* **Stored records**
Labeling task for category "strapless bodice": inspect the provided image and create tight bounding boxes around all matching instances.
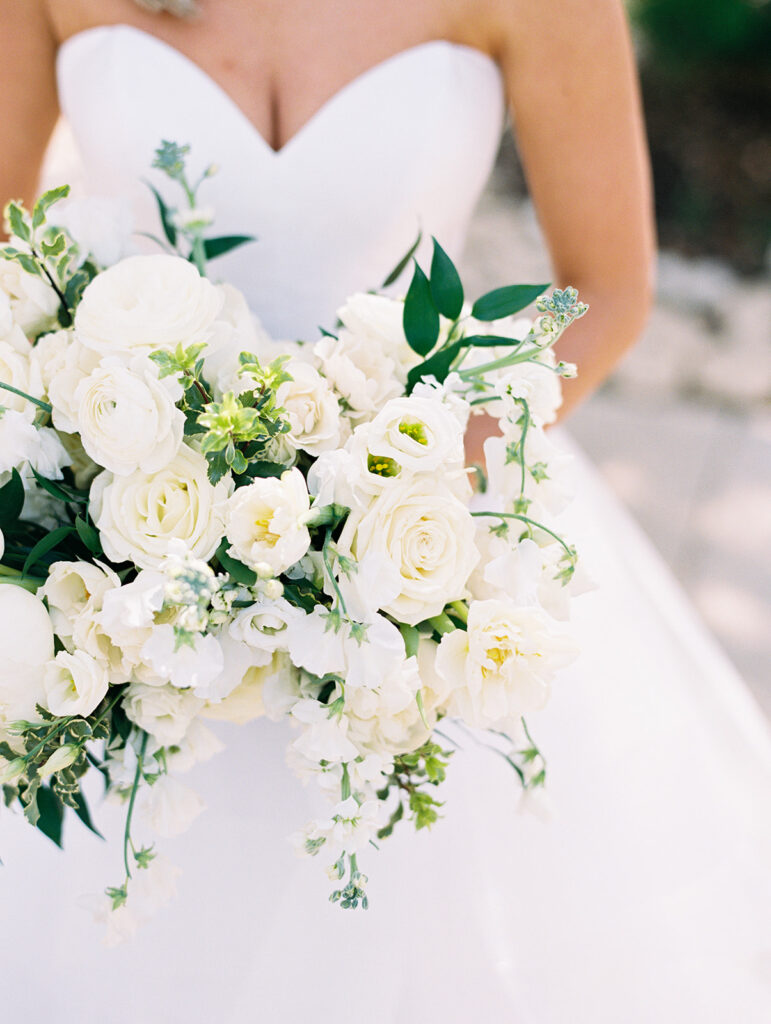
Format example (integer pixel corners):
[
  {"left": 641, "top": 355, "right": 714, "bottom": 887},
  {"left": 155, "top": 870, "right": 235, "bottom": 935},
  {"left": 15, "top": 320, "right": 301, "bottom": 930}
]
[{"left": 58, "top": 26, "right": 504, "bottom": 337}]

* * *

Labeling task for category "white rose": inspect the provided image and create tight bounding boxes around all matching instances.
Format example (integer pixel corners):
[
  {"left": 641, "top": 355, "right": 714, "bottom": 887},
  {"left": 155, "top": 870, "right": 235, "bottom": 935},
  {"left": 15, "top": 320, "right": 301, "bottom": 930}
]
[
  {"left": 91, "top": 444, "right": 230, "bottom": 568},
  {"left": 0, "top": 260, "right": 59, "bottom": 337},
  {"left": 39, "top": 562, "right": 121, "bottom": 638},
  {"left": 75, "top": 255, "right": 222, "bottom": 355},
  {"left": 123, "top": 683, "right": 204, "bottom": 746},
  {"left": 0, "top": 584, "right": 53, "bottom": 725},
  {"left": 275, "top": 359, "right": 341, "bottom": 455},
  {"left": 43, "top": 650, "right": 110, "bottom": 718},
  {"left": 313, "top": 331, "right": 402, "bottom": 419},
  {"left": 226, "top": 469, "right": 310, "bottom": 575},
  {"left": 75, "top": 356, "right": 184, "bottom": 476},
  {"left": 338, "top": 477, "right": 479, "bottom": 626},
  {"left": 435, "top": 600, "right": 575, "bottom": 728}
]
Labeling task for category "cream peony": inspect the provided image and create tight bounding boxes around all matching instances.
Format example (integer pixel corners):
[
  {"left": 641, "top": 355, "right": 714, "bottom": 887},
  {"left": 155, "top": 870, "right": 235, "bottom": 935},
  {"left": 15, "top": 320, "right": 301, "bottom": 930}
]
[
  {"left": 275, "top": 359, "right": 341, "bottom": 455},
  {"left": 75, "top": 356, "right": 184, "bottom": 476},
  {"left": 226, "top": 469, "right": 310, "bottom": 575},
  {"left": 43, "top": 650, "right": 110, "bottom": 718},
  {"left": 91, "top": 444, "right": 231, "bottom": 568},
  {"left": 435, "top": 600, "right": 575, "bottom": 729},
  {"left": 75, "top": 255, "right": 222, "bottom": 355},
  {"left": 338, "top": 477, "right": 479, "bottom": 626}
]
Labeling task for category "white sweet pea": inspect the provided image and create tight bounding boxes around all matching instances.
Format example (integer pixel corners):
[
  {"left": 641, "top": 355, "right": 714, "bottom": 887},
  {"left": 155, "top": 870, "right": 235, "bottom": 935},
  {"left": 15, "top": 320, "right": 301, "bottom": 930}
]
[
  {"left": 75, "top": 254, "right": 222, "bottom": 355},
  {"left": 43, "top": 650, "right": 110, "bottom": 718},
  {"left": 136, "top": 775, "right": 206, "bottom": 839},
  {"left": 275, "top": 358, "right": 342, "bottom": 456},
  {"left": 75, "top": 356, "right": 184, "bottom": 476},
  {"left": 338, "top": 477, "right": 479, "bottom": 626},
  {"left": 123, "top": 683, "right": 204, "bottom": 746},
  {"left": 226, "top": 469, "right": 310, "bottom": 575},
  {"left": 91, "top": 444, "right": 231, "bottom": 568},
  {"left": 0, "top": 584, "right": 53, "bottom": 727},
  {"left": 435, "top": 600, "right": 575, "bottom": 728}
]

* **Short exercise**
How many lines in the data above contain the string "matching", with case significant? Give only the number.

* **Solved problem**
4